-- START Data listing --

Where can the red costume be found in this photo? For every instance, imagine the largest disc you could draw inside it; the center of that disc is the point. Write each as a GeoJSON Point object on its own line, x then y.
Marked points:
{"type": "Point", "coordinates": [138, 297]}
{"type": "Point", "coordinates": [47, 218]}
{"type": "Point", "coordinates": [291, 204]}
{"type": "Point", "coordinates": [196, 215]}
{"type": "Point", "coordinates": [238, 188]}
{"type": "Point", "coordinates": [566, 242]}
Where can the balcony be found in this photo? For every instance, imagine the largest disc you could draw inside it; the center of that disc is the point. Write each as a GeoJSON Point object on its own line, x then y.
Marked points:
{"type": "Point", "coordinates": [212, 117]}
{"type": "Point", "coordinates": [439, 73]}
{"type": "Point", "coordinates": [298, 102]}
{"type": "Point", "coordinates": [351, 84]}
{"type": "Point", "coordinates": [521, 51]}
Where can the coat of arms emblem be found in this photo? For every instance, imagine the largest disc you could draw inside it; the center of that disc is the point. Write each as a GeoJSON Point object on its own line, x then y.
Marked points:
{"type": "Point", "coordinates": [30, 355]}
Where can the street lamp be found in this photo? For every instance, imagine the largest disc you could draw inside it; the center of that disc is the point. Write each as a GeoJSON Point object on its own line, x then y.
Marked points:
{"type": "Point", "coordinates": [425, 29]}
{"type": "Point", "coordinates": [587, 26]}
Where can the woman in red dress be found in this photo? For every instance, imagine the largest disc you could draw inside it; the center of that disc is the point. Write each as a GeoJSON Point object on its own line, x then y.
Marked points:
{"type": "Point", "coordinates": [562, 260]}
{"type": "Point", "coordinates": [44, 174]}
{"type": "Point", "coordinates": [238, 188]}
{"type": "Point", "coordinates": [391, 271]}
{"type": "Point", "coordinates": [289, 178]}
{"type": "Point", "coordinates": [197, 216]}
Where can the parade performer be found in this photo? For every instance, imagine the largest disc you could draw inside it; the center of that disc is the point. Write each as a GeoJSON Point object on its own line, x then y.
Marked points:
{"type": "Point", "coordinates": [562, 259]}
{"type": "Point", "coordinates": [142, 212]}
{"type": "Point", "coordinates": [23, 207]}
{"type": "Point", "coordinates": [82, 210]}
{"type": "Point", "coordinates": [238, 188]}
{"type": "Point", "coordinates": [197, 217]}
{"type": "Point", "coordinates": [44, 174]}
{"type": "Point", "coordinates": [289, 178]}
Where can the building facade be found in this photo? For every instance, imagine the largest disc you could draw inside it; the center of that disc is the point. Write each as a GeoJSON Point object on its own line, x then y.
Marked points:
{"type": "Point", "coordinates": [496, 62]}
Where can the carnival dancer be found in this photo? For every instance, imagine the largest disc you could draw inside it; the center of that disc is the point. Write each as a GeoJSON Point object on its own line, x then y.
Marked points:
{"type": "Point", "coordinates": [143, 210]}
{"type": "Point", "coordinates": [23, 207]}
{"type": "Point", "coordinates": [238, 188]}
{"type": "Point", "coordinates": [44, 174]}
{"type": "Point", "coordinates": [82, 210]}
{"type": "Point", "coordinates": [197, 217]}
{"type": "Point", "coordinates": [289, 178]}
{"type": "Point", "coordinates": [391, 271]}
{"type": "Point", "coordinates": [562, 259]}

-- END Data listing --

Task objective:
Recast every line of the material above as a Markdown table with two columns, "Row" for a running row number and "Text" for the line itself. Leave out any blank lines.

Exercise response:
| Row | Text |
|---|---|
| 1 | Where can the red costume be found in this photo? For every instance, imagine the largest disc you could draw inside it; the center of that disc is the point. Write each as a GeoJSON Point object on its own line, x then y. |
| 2 | Marked points: |
| 3 | {"type": "Point", "coordinates": [138, 297]} |
| 4 | {"type": "Point", "coordinates": [47, 218]} |
| 5 | {"type": "Point", "coordinates": [291, 204]} |
| 6 | {"type": "Point", "coordinates": [196, 215]} |
| 7 | {"type": "Point", "coordinates": [238, 188]} |
| 8 | {"type": "Point", "coordinates": [566, 242]} |
| 9 | Where can the balcony be found in this photo? For every instance, imagine the largest disc you could draw inside it; the center of that disc is the point. Write each as a GeoJSON Point object on its own line, x then y. |
| 10 | Marked points: |
| 11 | {"type": "Point", "coordinates": [212, 117]} |
| 12 | {"type": "Point", "coordinates": [439, 73]} |
| 13 | {"type": "Point", "coordinates": [298, 102]} |
| 14 | {"type": "Point", "coordinates": [351, 84]} |
| 15 | {"type": "Point", "coordinates": [521, 51]} |
| 16 | Where can the coat of arms emblem be found in this photo? For every instance, imagine the largest disc you could draw inside it; the center of that disc is the point. Write each as a GeoJSON Point object on its own line, x then y. |
| 17 | Marked points: |
| 18 | {"type": "Point", "coordinates": [30, 355]} |
| 19 | Where can the street lamp be found in this photo? For every instance, imagine the largest disc you could draw inside it; the center of that disc is the point. Write each as a GeoJSON Point object on its own line, x then y. |
| 20 | Marked points: |
| 21 | {"type": "Point", "coordinates": [425, 29]} |
| 22 | {"type": "Point", "coordinates": [587, 26]} |
| 23 | Where can the woman in red dress be found in this photo? For every instance, imagine the largest disc you could draw inside it; the center of that disc is the point. Write each as a GeoJSON Point object on its own line, x then y. |
| 24 | Marked points: |
| 25 | {"type": "Point", "coordinates": [562, 260]} |
| 26 | {"type": "Point", "coordinates": [44, 174]} |
| 27 | {"type": "Point", "coordinates": [238, 188]} |
| 28 | {"type": "Point", "coordinates": [391, 271]} |
| 29 | {"type": "Point", "coordinates": [289, 178]} |
| 30 | {"type": "Point", "coordinates": [197, 216]} |
| 31 | Where can the parade performer be found in this photo? For every instance, imagine the largest disc you could draw inside it; the center of that disc is the point. Write each as a GeoJSON Point object on its own line, x then y. |
| 32 | Marked points: |
| 33 | {"type": "Point", "coordinates": [562, 259]} |
| 34 | {"type": "Point", "coordinates": [142, 212]} |
| 35 | {"type": "Point", "coordinates": [23, 207]} |
| 36 | {"type": "Point", "coordinates": [82, 210]} |
| 37 | {"type": "Point", "coordinates": [238, 188]} |
| 38 | {"type": "Point", "coordinates": [197, 217]} |
| 39 | {"type": "Point", "coordinates": [44, 174]} |
| 40 | {"type": "Point", "coordinates": [289, 178]} |
| 41 | Where can the building facade be found in this photo? For every instance, imagine the largest disc you could draw inside it; the center of that disc is the point. Write each as a GeoJSON Point object on its own line, x then y. |
| 42 | Marked points: |
| 43 | {"type": "Point", "coordinates": [496, 62]} |
| 44 | Where can the carnival dancer be found in this photo? For every instance, imagine the largest disc you could draw inside it; the center of that disc is the point. Write each as a GeoJSON Point object on its own line, x then y. |
| 45 | Marked points: |
| 46 | {"type": "Point", "coordinates": [143, 210]} |
| 47 | {"type": "Point", "coordinates": [23, 207]} |
| 48 | {"type": "Point", "coordinates": [238, 188]} |
| 49 | {"type": "Point", "coordinates": [44, 174]} |
| 50 | {"type": "Point", "coordinates": [82, 210]} |
| 51 | {"type": "Point", "coordinates": [197, 217]} |
| 52 | {"type": "Point", "coordinates": [289, 178]} |
| 53 | {"type": "Point", "coordinates": [391, 271]} |
| 54 | {"type": "Point", "coordinates": [562, 259]} |